# Bahiagrass Quesions



## jhudsonred (Mar 4, 2014)

Guys I am looking at planting about 30 acres in new Bahiagrass next spring. I know I need to prepare the seed bed and all that with a soil sample. My questions is what is the best way to seed it. Also is Bahia seed larger than Bermuda? I planted 17 acres in Bermuda this spring and it was a nightmare. Going with Bahia this time on a new spot to have different lots. It will be for Hay.The summer here it gets pretty dry so I know Bahia has good drought resistance. What should be the Price difference compared to Bermuda? rate per acre? And can Bahia be grazed quicker than Bermuda. I have read where I can be grazed by August if planed in spring. This was from a College study but I trust the Farmer better. Thanks for the info!


----------



## somedevildawg (Jun 20, 2011)

Yes the Baha'i is a much larger seed than Bermuda. How did you plant the Bermuda and what did you plant it with? Did you plant common Bermuda? There are several different seeders for grass, and grain. I know of people to broadcast it out on a prepared seedbed and roll it with a roller. When dealing with Baha'i, it's a much easier process, and although I've never planted Baha'i, I don't see any reason why you couldn't have it ready to graze by end of summer. However, I would rethink the Baha'i for hay.....it's not a very good hay grass, much better suited for pastures.....hth


----------



## Tim/South (Dec 12, 2011)

I drilled several acres of Bahia this past spring. It is important not to plant the seeds deep. The seed company said not over an inch deep. Another seed company said not more than 1/4 inch deep. I believe 1/4 inch deep is better. The Bahia drilled in a sodded pasture came up quicker than what I drilled in prepared soil. I believe I got seeds deeper in the prepared soil.

I bought my seed online from Hancock Seed. It was $182 for 50 pounds, free delivery.


----------



## jhudsonred (Mar 4, 2014)

I used a broadcaster on the back of a 4 wheeler to do the Bermuda. was spotty in some places. Yes it was common Bermuda. 182 for 50lbs. Goodness that will break the bank for 30 acres. as I have seen I need 30lbs per acre. I will be planting in a past bean field that has been planted in beans for 40 yrs Prolly need to cut it up and smooth out then roll it. So I don't know if a drill will be my best option. I was thinking I may could broadcast the Bahia on a tractor then harrow it in with a ground harrow or piece of chain link fence.


----------



## Tim/South (Dec 12, 2011)

■ To-do list
• a. Please write out the passage of the Bahiagrass thread from "# Bahiagrass Quesions" up to and including "(Jun 20, 2011)".
• b. In the Bahiagrass thread, what did Tim/South pay for 50 pounds of Bahia seed?

■ Supplied information
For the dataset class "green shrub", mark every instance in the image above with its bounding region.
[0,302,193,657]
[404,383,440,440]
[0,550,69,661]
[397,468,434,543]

■ Answers for the exercise
• a.
# Bahiagrass Quesions



## jhudsonred (Mar 4, 2014)

Guys I am looking at planting about 30 acres in new Bahiagrass next spring. I know I need to prepare the seed bed and all that with a soil sample. My questions is what is the best way to seed it. Also is Bahia seed larger than Bermuda? I planted 17 acres in Bermuda this spring and it was a nightmare. Going with Bahia this time on a new spot to have different lots. It will be for Hay.The summer here it gets pretty dry so I know Bahia has good drought resistance. What should be the Price difference compared to Bermuda? rate per acre? And can Bahia be grazed quicker than Bermuda. I have read where I can be grazed by August if planed in spring. This was from a College study but I trust the Farmer better. Thanks for the info!


----------



## somedevildawg (Jun 20, 2011)

• b. $182, with free delivery.